**RECORDS SUPPLIED**
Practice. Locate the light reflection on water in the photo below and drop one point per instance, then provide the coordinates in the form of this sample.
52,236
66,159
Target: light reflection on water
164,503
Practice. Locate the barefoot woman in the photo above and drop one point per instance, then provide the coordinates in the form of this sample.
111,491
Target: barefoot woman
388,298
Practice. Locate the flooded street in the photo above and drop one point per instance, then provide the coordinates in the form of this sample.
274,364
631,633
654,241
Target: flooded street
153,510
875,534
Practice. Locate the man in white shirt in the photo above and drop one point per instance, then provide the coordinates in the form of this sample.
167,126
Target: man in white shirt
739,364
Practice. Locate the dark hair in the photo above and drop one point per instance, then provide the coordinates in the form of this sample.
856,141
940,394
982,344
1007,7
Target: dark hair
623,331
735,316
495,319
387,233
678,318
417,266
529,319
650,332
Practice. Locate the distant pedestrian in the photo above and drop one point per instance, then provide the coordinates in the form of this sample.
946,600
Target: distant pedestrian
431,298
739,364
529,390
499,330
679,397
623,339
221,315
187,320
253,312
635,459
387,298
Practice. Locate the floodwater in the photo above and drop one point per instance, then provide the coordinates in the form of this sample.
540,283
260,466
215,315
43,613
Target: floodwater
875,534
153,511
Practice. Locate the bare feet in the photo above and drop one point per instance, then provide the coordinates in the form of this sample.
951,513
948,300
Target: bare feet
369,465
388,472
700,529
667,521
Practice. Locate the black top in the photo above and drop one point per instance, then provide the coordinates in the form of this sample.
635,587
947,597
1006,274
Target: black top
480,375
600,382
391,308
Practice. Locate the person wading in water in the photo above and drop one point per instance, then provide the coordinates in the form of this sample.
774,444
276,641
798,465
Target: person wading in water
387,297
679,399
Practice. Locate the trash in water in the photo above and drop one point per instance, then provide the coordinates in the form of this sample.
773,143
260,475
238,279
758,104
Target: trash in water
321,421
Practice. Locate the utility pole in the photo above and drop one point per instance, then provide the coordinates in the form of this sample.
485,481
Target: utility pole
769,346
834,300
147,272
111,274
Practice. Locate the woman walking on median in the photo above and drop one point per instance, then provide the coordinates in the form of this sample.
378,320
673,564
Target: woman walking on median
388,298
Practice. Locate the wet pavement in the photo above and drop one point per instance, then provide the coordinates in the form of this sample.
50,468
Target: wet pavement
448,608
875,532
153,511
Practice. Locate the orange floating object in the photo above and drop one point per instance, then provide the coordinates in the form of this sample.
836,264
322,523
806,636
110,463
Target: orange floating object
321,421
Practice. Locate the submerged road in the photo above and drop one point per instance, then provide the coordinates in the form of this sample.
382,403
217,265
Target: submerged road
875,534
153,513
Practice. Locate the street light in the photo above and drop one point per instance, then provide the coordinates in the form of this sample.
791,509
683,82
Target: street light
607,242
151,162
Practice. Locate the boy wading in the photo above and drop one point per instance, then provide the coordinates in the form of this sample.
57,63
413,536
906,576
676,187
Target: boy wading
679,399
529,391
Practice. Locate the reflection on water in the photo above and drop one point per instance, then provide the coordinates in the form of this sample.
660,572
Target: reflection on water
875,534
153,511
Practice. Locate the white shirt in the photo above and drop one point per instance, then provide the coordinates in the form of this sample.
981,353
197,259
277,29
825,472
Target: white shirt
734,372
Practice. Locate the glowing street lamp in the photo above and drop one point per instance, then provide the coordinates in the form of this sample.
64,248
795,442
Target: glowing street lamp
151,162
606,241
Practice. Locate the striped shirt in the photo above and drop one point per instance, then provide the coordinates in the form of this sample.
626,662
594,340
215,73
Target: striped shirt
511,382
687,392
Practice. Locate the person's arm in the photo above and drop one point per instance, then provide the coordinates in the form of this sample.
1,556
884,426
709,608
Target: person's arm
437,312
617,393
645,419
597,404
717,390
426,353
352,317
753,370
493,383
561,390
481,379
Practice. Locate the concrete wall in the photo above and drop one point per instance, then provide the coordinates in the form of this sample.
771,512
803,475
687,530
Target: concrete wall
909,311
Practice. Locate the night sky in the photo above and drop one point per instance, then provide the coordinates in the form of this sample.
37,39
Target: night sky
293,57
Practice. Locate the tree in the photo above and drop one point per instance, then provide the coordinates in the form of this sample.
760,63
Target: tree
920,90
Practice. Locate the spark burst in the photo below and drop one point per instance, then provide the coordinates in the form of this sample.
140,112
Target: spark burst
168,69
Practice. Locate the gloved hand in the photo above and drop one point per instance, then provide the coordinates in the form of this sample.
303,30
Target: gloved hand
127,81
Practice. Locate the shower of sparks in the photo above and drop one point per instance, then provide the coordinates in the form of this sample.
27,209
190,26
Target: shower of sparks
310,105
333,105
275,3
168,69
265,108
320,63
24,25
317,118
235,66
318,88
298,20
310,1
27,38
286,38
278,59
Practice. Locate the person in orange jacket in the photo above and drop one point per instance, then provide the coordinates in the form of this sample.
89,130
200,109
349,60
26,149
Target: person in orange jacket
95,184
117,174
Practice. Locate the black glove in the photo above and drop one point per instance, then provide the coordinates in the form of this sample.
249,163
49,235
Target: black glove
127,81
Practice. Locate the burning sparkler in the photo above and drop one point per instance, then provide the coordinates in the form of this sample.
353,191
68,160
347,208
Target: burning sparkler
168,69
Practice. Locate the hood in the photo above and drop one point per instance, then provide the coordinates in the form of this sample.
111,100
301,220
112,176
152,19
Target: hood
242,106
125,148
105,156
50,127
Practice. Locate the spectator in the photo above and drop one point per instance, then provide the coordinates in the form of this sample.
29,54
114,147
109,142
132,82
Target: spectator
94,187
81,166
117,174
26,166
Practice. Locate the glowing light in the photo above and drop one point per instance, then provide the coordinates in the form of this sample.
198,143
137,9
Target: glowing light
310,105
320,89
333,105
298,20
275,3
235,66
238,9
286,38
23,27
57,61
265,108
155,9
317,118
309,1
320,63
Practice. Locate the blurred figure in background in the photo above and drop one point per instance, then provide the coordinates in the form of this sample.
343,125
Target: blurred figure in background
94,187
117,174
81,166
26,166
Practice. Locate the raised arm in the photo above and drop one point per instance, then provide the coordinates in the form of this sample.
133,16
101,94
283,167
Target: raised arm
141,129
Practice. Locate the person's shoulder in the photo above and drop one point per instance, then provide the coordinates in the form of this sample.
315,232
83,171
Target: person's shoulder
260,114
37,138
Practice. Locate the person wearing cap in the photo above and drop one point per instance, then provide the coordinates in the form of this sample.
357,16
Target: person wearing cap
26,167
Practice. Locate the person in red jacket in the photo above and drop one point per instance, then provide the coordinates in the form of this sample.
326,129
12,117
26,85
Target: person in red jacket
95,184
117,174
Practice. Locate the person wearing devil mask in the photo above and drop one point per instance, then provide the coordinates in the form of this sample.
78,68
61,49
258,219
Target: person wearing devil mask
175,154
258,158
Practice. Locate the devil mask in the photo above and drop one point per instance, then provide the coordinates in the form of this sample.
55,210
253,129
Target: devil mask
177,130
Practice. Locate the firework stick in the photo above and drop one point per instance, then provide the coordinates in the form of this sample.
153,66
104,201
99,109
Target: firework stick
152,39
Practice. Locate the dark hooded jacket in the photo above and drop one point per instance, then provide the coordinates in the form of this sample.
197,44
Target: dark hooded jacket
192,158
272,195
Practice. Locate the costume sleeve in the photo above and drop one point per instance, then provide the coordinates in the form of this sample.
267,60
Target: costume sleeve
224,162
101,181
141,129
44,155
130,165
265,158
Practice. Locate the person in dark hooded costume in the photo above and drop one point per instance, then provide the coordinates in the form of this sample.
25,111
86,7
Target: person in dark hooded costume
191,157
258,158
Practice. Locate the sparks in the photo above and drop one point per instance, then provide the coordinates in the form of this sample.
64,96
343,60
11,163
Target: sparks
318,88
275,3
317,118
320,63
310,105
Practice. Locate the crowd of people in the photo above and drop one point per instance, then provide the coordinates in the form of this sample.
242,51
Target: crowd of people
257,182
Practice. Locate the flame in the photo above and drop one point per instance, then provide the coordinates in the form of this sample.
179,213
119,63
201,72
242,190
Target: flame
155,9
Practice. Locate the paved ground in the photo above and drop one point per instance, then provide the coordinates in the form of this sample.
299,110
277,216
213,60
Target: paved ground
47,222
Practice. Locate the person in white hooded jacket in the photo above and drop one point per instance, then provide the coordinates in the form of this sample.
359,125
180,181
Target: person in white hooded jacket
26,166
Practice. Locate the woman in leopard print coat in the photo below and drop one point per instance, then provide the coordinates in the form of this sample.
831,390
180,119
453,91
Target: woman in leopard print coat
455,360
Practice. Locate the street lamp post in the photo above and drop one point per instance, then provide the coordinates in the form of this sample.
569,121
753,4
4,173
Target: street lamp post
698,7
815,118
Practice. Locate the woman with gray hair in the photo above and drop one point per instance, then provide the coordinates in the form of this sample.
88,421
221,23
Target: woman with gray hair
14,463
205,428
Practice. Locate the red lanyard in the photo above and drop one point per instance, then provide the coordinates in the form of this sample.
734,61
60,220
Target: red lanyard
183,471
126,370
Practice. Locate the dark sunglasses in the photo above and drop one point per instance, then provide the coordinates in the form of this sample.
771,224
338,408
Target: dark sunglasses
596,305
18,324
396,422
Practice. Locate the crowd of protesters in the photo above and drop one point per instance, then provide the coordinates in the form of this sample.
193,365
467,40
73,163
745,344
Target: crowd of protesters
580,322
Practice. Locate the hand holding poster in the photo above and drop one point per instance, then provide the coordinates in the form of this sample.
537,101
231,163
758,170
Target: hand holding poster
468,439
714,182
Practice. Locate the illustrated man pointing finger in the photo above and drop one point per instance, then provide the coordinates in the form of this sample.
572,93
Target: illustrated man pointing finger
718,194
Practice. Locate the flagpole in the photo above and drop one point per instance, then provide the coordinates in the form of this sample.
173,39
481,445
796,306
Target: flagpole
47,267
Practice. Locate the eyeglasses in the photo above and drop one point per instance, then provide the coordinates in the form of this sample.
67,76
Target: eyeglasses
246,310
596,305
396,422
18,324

**ACTIVITY**
Where in the records above does the word "below" appear? Copy each line that holds it.

**EXERCISE RESULT**
Practice. Locate the light reflection on water in the photo below and drop one point per instance, then provide the coordinates in the form of this sample.
Practice. Locate the spark burst in the photo below and drop one point per instance, then provide the coordinates in the form of this sample.
Practice. Locate the woman in leopard print coat in the photo below and drop one point per instance, then provide the coordinates in the form of this sample.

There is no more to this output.